• [Document section]
Each term is three years, including the chair. The option to stay on for a second term is available to the chair if there are no nominations. A term begins at the beginning of the Association’s fiscal year, March 1, but you are welcome to join at any time.
The answers to the questions in the application form help us understand how you would be an asset to the committee. It also helps us understand why you want to volunteer your time. Sometimes it can be difficult to juggle volunteering with work and personal lives, and when we plan events it can be a busy time.
Volunteering is a rewarding experience as there is always something new to learn, always another connection to make—and giving back just feels good! Whether you want to learn how to conduct a meeting, how to prepare minutes, read financial statements, or just connect with other HIM professionals, volunteering can meet all those needs. Association staff and the volunteers are a humorous group that tends to keep things light and moving in a positive direction.
Leadership recruitment, education, mentoring, publications, and networking are some ideas. Any particular interest is something we can support and encourage.

Dataset excerpts
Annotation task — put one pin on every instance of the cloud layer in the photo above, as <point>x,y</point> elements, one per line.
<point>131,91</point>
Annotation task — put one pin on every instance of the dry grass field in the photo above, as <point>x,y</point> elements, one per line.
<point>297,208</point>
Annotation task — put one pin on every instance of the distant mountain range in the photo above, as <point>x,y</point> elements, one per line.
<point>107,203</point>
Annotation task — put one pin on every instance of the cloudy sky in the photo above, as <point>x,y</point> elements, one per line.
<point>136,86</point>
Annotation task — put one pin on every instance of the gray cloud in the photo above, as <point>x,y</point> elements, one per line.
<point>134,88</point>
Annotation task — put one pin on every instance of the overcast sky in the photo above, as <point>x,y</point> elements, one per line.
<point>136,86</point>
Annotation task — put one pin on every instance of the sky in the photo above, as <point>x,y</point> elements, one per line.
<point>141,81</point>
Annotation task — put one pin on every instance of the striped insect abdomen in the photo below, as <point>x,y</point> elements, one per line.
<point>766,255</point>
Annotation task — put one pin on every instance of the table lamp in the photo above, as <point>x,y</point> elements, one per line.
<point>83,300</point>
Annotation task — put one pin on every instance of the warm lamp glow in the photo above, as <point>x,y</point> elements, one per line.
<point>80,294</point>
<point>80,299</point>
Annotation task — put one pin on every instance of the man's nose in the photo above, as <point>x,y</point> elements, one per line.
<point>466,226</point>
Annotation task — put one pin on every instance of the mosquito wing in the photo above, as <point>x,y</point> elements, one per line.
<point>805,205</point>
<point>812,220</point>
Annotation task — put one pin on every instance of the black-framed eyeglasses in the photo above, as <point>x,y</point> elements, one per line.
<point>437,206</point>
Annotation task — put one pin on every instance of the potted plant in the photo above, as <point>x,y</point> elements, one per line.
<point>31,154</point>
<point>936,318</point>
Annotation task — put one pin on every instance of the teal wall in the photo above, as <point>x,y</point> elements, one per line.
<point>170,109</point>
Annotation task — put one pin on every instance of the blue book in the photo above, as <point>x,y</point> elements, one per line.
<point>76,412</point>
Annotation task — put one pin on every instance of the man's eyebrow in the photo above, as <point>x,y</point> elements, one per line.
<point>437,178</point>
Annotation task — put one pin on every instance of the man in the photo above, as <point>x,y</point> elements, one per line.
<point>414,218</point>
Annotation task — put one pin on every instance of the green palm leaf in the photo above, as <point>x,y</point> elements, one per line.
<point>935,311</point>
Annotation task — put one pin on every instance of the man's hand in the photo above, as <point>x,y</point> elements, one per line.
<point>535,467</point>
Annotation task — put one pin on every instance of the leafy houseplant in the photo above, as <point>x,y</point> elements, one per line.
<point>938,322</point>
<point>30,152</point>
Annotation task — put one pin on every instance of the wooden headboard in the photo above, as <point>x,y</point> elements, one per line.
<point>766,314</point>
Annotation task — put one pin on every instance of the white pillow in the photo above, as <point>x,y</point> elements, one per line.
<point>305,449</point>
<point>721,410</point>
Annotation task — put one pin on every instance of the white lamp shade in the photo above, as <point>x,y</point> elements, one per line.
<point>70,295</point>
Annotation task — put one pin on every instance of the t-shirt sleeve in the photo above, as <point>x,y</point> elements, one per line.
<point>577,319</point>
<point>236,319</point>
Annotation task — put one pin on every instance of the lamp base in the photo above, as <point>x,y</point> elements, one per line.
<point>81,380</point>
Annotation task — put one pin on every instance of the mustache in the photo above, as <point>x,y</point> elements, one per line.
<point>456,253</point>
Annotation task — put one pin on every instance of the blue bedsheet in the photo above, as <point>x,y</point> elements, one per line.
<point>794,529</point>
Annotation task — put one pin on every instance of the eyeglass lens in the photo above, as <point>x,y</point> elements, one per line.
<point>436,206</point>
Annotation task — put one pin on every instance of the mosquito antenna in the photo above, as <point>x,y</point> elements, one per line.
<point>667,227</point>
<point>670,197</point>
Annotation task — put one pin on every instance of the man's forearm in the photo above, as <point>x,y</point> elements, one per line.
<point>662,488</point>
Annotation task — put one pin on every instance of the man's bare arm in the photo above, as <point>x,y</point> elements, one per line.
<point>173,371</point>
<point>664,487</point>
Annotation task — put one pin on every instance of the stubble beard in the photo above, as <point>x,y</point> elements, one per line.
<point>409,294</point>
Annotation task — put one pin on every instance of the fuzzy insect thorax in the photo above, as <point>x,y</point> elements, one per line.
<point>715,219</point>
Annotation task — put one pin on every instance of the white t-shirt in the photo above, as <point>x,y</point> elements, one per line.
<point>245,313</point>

• [The problem]
Copy the committee volunteering text from "Volunteering is a" up to and including "a positive direction.".

• [Finished exercise]
Volunteering is a rewarding experience as there is always something new to learn, always another connection to make—and giving back just feels good! Whether you want to learn how to conduct a meeting, how to prepare minutes, read financial statements, or just connect with other HIM professionals, volunteering can meet all those needs. Association staff and the volunteers are a humorous group that tends to keep things light and moving in a positive direction.